Written instruction: Return, word for word, the lines of the records that begin at the line containing "A rule for this batch: each instance of the man's ear" and continue through the end of the records.

Records for this task:

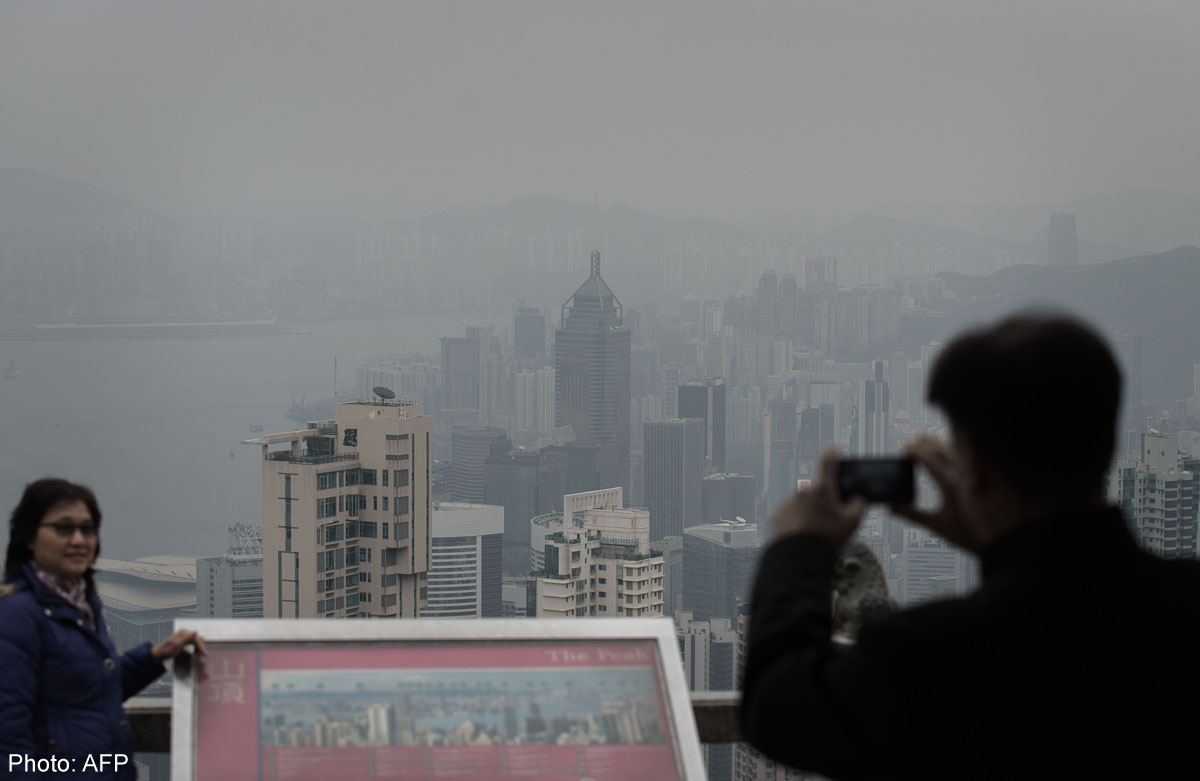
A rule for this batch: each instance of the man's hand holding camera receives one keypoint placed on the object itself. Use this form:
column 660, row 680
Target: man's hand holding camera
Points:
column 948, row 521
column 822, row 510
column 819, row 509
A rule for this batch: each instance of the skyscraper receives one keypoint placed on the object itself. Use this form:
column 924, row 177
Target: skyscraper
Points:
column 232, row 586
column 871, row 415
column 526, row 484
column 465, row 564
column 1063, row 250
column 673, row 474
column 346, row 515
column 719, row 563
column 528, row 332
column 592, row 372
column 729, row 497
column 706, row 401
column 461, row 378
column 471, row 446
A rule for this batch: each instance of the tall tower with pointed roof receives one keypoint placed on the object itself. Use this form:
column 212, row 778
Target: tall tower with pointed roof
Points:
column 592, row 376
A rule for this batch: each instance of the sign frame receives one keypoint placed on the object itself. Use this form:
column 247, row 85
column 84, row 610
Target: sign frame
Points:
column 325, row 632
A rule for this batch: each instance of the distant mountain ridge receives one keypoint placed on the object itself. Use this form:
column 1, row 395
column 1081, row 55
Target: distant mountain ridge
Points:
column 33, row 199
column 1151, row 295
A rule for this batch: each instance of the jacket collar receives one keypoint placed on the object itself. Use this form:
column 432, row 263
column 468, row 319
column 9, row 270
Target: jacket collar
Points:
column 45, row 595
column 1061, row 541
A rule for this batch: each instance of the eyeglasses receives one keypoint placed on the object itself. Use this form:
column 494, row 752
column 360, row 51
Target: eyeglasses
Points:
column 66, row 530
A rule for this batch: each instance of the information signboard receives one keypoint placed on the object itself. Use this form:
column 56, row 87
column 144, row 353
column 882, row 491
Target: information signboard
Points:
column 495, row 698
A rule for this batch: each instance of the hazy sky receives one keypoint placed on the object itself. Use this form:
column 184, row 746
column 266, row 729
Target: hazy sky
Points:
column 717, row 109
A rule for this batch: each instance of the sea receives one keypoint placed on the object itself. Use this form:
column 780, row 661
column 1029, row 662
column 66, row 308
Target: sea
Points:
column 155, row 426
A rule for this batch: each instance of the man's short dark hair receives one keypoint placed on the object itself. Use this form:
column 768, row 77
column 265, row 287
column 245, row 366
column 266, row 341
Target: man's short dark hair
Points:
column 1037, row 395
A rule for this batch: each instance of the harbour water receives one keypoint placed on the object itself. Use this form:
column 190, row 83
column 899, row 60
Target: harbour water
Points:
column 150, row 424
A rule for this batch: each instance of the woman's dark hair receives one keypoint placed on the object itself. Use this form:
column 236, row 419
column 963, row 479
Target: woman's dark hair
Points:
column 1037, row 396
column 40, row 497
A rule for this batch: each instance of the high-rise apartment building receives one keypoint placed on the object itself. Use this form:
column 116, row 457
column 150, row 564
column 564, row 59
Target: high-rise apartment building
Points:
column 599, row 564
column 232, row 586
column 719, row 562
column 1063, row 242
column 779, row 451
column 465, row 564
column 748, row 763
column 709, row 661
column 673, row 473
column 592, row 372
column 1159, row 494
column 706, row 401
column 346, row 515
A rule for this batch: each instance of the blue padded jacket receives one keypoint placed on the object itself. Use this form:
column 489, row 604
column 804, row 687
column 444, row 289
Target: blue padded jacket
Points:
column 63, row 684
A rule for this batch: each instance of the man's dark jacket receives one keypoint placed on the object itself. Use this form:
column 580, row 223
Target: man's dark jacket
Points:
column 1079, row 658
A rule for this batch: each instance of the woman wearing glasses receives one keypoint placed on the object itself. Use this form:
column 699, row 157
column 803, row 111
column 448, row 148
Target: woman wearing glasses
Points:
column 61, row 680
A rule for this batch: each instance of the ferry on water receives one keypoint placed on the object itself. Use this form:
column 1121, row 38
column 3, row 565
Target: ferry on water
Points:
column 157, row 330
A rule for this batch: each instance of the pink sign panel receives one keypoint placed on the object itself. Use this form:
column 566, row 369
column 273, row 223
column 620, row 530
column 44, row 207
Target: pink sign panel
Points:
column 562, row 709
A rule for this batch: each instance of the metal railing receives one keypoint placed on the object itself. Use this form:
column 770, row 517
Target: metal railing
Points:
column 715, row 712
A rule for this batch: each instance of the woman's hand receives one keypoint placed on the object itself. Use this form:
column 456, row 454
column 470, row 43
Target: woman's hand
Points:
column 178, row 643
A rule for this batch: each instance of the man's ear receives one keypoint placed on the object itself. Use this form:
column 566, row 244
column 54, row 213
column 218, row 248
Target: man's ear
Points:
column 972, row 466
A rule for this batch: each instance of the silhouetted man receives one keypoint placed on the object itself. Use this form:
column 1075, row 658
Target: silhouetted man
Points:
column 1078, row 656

Finished answer:
A rule for this batch: each instance of the man's ear receives one keypoint placed on the object itself. Use this form:
column 566, row 244
column 54, row 213
column 218, row 248
Target: man's ear
Points:
column 972, row 466
A rule for this batch: each instance of the silhouetted man receives one keypoint placed on the object itself. Use this form:
column 1075, row 658
Target: silhouetted man
Points:
column 1078, row 656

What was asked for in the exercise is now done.